_REQUIREMENT_
Below are records; reproduce exactly the lines from the one containing "point: potted plant" through the end, both included, and only those.

════════

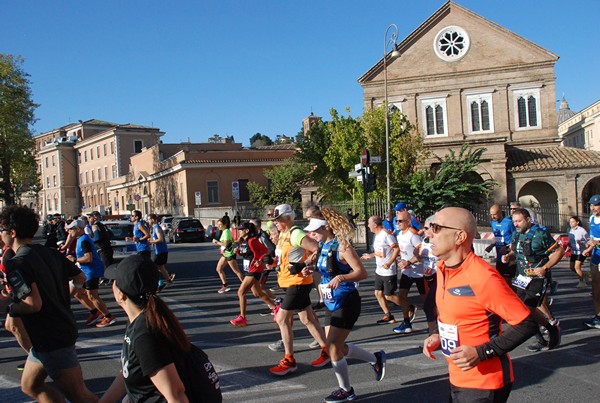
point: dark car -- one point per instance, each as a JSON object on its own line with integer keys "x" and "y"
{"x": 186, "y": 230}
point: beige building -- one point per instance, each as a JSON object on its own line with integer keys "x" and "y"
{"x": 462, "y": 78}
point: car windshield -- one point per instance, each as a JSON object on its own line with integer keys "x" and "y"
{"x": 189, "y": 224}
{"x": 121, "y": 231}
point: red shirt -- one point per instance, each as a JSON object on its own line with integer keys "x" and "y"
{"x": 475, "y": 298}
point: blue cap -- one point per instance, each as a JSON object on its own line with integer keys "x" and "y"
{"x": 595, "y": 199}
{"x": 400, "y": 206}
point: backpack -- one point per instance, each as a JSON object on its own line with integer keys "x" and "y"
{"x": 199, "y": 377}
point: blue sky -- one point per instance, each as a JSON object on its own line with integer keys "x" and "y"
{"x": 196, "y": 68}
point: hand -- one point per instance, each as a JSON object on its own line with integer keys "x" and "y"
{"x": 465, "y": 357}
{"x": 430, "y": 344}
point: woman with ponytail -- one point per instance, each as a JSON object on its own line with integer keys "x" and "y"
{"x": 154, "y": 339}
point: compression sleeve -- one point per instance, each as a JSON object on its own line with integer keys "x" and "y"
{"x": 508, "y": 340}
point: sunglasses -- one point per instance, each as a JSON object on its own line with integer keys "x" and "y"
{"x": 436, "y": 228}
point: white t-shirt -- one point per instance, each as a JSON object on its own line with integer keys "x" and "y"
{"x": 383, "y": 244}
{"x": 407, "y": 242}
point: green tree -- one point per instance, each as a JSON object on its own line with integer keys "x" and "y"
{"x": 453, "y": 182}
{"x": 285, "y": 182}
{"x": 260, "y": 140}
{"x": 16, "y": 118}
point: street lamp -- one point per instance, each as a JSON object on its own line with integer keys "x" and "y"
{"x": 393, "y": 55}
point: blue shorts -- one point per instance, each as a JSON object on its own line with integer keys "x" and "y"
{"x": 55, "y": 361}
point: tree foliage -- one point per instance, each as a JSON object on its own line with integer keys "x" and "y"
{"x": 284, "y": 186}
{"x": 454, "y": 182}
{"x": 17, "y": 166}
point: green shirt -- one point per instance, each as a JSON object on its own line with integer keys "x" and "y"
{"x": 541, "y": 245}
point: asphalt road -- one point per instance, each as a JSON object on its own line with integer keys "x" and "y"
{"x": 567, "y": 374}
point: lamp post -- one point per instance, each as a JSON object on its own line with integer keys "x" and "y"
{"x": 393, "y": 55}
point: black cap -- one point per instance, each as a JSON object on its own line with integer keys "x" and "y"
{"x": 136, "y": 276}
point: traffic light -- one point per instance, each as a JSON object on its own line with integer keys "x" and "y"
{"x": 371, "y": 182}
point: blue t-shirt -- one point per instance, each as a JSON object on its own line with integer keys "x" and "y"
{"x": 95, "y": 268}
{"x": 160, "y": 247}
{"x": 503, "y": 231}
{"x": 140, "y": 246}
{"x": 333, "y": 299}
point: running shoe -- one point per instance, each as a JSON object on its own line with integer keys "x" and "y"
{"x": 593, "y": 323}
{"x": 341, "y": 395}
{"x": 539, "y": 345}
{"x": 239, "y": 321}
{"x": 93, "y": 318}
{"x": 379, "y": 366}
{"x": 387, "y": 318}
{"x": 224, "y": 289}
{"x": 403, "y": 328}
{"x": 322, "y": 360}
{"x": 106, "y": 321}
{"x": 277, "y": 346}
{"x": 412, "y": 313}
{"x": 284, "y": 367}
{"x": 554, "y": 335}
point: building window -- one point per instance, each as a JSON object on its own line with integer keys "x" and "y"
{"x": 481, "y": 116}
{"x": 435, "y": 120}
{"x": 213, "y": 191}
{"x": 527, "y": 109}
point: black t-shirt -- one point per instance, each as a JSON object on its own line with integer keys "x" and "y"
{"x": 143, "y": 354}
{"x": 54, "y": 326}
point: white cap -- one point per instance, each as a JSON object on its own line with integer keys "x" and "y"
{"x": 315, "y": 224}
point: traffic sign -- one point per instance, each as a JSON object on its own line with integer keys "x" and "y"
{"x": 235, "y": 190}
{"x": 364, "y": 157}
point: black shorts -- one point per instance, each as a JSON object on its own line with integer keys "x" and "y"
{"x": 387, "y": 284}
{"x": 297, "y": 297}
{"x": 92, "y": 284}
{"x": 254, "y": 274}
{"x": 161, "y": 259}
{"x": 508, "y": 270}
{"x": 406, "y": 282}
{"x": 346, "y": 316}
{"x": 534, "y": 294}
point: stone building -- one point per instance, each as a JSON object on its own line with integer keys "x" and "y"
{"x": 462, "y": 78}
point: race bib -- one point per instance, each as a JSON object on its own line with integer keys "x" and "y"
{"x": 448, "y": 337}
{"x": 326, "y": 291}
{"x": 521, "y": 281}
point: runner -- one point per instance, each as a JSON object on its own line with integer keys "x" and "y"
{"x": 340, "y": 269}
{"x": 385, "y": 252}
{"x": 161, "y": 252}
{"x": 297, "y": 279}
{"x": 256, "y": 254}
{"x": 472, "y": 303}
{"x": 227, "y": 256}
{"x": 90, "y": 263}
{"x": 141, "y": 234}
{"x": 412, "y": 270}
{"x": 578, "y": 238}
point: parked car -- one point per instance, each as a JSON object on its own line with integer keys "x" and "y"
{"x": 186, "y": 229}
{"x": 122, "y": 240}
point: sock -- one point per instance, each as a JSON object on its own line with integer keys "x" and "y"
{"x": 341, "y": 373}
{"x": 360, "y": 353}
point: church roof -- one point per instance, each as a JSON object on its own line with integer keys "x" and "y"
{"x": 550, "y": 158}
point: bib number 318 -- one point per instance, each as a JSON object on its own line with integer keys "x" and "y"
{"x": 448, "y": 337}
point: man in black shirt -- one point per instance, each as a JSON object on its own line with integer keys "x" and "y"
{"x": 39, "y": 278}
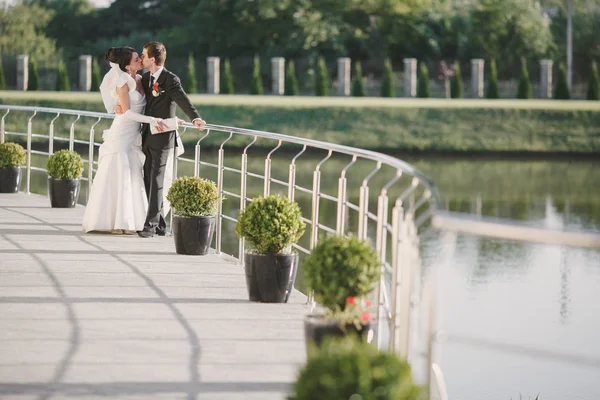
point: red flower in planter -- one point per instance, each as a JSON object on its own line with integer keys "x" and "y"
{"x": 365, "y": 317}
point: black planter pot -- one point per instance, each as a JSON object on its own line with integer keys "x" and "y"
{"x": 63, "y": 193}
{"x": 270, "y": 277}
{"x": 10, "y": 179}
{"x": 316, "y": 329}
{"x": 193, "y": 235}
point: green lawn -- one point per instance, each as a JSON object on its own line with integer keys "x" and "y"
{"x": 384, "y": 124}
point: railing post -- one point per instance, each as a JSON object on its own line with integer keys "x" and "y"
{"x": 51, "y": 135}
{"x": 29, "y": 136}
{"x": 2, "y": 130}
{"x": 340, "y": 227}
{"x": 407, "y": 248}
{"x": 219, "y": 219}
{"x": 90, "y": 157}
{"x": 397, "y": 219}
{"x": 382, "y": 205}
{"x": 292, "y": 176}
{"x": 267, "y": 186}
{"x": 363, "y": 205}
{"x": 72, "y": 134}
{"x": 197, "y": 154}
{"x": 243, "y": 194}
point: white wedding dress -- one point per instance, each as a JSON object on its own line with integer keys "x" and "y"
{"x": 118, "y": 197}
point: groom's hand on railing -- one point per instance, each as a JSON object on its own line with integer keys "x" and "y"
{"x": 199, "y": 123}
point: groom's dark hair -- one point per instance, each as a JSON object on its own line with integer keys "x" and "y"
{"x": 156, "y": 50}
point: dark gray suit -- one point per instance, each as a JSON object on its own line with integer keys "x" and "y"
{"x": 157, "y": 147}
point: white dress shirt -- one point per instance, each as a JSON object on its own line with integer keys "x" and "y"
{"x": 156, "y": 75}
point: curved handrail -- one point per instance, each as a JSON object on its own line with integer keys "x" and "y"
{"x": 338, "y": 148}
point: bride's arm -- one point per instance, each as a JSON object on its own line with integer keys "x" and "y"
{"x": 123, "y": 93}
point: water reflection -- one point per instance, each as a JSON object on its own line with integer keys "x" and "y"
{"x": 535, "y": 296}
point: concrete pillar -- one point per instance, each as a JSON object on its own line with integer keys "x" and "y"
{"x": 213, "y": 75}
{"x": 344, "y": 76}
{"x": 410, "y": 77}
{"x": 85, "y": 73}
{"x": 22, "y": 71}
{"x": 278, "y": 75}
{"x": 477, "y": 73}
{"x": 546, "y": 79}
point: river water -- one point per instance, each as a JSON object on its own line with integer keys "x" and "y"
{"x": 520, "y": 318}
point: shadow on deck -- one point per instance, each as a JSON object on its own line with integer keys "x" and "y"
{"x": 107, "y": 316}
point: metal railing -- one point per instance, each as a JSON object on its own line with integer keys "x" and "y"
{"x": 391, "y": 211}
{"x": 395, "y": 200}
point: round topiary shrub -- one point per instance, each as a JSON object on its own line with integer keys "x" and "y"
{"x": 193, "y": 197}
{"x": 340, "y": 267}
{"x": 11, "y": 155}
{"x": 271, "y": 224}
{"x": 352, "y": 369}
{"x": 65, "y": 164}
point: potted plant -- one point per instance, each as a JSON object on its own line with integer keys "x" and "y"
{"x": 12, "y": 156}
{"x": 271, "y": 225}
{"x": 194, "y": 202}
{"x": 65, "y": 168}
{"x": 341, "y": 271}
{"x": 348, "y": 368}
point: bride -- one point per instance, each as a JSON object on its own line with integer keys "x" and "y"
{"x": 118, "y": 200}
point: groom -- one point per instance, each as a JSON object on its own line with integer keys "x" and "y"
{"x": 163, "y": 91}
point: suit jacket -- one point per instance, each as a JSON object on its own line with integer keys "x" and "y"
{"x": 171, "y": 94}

════════

_SOLVED PROBLEM_
point: potted plant -- one point per instance, each as a JSON object on its own line with integer keys "x" and "y"
{"x": 12, "y": 156}
{"x": 271, "y": 225}
{"x": 194, "y": 202}
{"x": 65, "y": 168}
{"x": 341, "y": 271}
{"x": 348, "y": 368}
point: bride -- one point per instance, each as a JSON object on its own line with integer keys "x" and "y"
{"x": 118, "y": 200}
point: groom -- one point per instance, each as a JSON object on its own line with integer keys "x" and "y"
{"x": 163, "y": 91}
point: suit jacket -- one point per instance, each as a JSON object on its own line with integer keys "x" and "y"
{"x": 171, "y": 94}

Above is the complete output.